WHAT NEEDS TO BE DONE:
Without any pictures, output the records exactly as they are.

Point localization data:
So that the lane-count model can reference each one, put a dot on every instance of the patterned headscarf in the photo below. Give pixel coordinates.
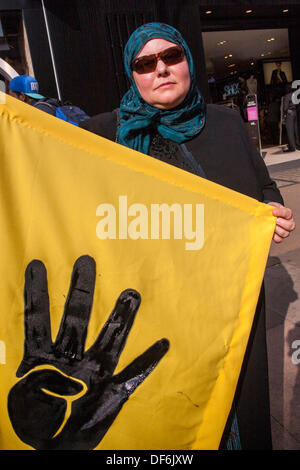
(138, 118)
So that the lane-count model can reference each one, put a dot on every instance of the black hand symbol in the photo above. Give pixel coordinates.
(72, 403)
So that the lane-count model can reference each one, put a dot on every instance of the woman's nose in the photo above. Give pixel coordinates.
(161, 67)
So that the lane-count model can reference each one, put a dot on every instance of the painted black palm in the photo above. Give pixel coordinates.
(37, 404)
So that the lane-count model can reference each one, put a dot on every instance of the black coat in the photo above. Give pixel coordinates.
(228, 157)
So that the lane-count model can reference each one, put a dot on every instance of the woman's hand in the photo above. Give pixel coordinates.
(285, 222)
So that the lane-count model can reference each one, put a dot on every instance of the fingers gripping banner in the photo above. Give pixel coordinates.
(127, 296)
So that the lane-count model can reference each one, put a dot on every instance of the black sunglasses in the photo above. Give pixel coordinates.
(147, 63)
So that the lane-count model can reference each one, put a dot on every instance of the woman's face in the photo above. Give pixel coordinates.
(167, 86)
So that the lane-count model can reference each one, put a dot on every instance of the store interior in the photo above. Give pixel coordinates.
(242, 63)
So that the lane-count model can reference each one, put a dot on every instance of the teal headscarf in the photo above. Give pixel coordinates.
(138, 118)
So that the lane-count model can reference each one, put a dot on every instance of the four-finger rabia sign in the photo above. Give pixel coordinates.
(128, 290)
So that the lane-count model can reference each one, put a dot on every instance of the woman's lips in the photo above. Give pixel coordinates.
(165, 85)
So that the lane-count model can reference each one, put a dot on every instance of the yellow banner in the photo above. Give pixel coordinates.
(141, 347)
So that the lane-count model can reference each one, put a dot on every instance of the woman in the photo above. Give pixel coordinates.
(163, 115)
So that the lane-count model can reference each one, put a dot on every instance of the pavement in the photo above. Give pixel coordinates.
(282, 283)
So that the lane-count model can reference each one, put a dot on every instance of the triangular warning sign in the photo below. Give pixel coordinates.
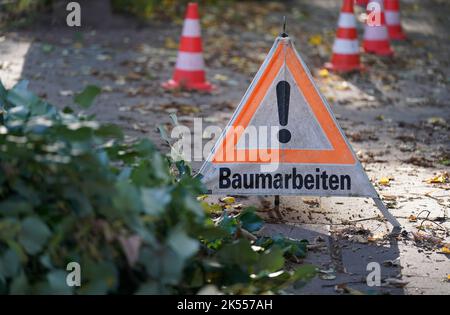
(283, 139)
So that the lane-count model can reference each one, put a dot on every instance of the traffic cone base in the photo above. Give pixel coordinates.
(396, 32)
(376, 37)
(394, 25)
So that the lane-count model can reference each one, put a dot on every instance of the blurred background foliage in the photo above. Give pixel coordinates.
(74, 190)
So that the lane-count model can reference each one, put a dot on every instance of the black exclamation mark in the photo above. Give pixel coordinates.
(283, 94)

YOUR SOLUTION:
So that the lane-count model can reference each one, put a dot on every instance of the patterned headscarf in the photo below. Give pixel coordinates.
(138, 118)
So that the lane-count model can reference each one, put a dot on every instance of the black hand symbol in the photo above. Give pixel coordinates.
(72, 403)
So that the lane-count model can reference each one, put a dot on every instance of the woman's nose in the photo above. Give pixel coordinates.
(161, 67)
So that the lane-count model can reference each one, put a dot on every instance of the painted black palm in the photo above. Give pixel coordinates.
(37, 404)
So that the lane-count model can reference each one, put a dot on every instance of the black coat in the photo above. Give pixel coordinates.
(228, 157)
So that the lane-count model can reference each one, put a dot on every instance of the woman's hand in the photo above. Give pixel coordinates.
(285, 222)
So that the lane-count model can reference each one, put a dot on every instance of the fingers gripping banner in the photo above. Give pixel coordinates.
(127, 296)
So that the lane-count model can reference each one, put a dot on every instance of the black sunglasses in the photo above. Give pixel coordinates.
(147, 63)
So that the lane-count model can reference each one, put a dot on every instance of the woman's face in the photo above. Give pixel coordinates.
(167, 86)
So that the lane-count model can reference each one, put a dot on every instance of the store interior in the photo above. Give pixel coordinates.
(242, 63)
So that the lane-count model can reference each one, put a dot on every instance of the teal headscarf in the photo above. Give pixel coordinates.
(138, 118)
So that the lane-count model can reference each one, put a dot on every instance of the four-finger rabia sign in the photo above. Give pixel coordinates.
(128, 290)
So that the lane-count model can reference each one, put a dot on every instance of the woman's lips in the photo above. Give pixel coordinates.
(165, 85)
So that the lane-count model can reference each one, put a dot on every instance of the yellow banner in the photo above. Give pixel coordinates.
(141, 347)
So that the lane-count model can reference each one, put a dot on every instance of the woman in the photo above. Give pixel coordinates.
(163, 115)
So that the lane-count model can reference each one, put a dot on every instance of the pavement in the photo above. Give pixel coordinates.
(282, 283)
So that the lane-count model can reference each one, put a dot on every instance of the triangular warning sign in the photo below. Give pixel coordinates.
(283, 139)
So that the lane-count model can reference each one, put a dot on every instance of the traffic cone base in the photo above. Give pixel coordinates.
(396, 32)
(376, 37)
(394, 25)
So that the lane-count model can reference each one, put a dot on every instance of the blurred background foliage in the photo above. Give pixel coordinates.
(74, 190)
So that the lane-count model can reference each one, put a dot on every instance of the black exclamation mark in the photo above. Give pixel coordinates.
(283, 94)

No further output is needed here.